From the line that contains "like [34, 82]." to the last line of the entries, write each line out exactly; include both ends and nothing else.

| SUPPLIED RECORDS |
· · · · ·

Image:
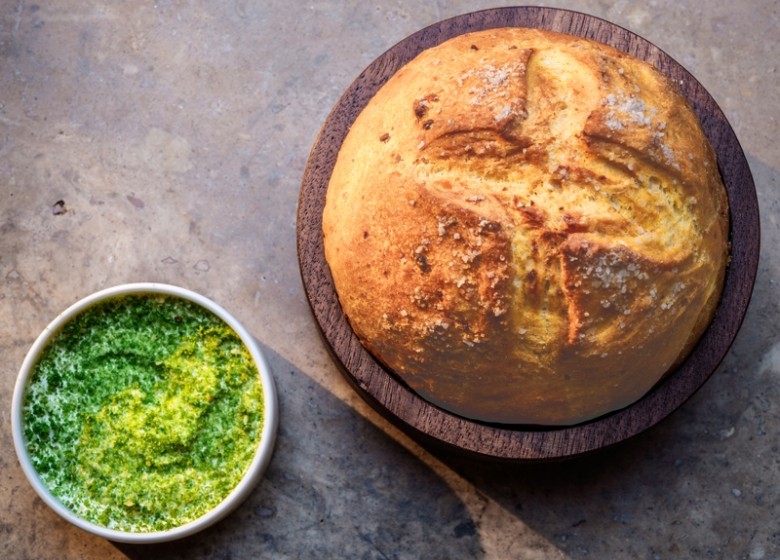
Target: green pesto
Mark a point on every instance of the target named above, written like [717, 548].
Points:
[143, 413]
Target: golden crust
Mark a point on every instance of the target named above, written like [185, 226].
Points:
[527, 227]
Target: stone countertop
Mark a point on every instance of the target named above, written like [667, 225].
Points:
[166, 142]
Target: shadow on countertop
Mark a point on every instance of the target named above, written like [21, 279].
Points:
[704, 483]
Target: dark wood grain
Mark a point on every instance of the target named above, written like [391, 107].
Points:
[431, 425]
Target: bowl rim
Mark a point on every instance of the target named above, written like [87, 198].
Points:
[253, 473]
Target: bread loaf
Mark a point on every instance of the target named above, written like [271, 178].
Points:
[527, 227]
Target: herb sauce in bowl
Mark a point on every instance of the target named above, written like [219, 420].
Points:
[143, 413]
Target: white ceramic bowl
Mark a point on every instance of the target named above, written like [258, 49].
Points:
[239, 493]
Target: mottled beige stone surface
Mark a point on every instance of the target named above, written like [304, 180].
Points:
[176, 134]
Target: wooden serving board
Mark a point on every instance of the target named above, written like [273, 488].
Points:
[434, 426]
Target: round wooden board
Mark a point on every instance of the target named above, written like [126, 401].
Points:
[432, 425]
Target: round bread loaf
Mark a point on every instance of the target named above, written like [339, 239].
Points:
[527, 227]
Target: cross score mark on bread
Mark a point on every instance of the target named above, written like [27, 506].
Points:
[527, 227]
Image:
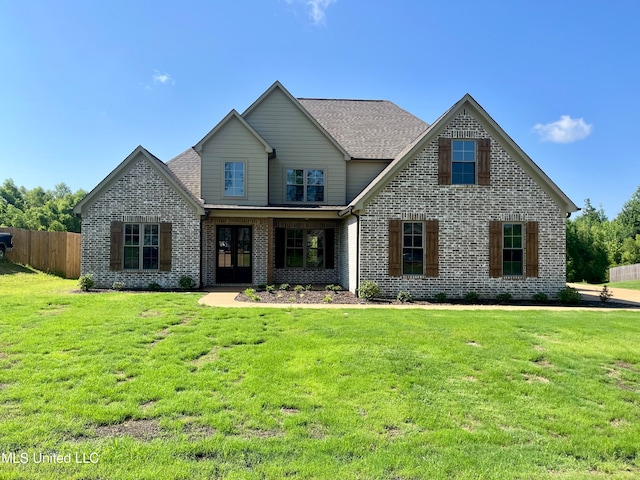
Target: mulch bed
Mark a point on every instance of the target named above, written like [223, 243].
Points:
[348, 298]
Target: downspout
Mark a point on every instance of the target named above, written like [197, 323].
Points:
[203, 218]
[357, 250]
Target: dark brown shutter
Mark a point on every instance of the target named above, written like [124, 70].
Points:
[280, 247]
[431, 248]
[329, 247]
[495, 249]
[395, 248]
[532, 249]
[444, 161]
[115, 261]
[484, 161]
[165, 247]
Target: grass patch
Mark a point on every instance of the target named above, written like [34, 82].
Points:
[631, 285]
[160, 387]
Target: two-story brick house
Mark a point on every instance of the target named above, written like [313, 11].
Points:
[334, 191]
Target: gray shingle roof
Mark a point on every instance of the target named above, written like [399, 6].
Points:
[186, 167]
[367, 129]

· · · · ·

| FINISHED TASK |
Mark a point on every instance of the target named above, written like [34, 82].
Points:
[631, 285]
[160, 387]
Target: two-story brick house
Mark a point on every instance of the target named above, written like [313, 11].
Points:
[334, 191]
Target: gray shingle roof
Mark a point on every instance of the target named above, written like [399, 6].
Points:
[186, 167]
[367, 129]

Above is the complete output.